◆ **Required action**
What you return must match the listing below exactly, minus any pictures.

-- Data supplied follows --

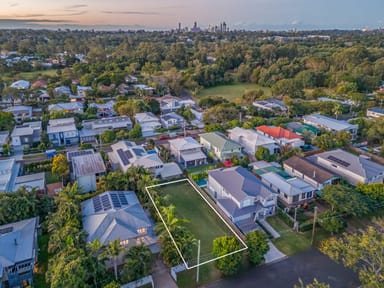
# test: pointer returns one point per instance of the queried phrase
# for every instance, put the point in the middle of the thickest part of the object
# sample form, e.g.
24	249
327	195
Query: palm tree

-- Data supplied concluded --

◆ **Task output**
# test: pointer returns one point per instance of the queried phrase
# for every instance, put the point in the middle of the thickest part of the object
# sample form, e.g.
24	249
327	195
Query: palm tree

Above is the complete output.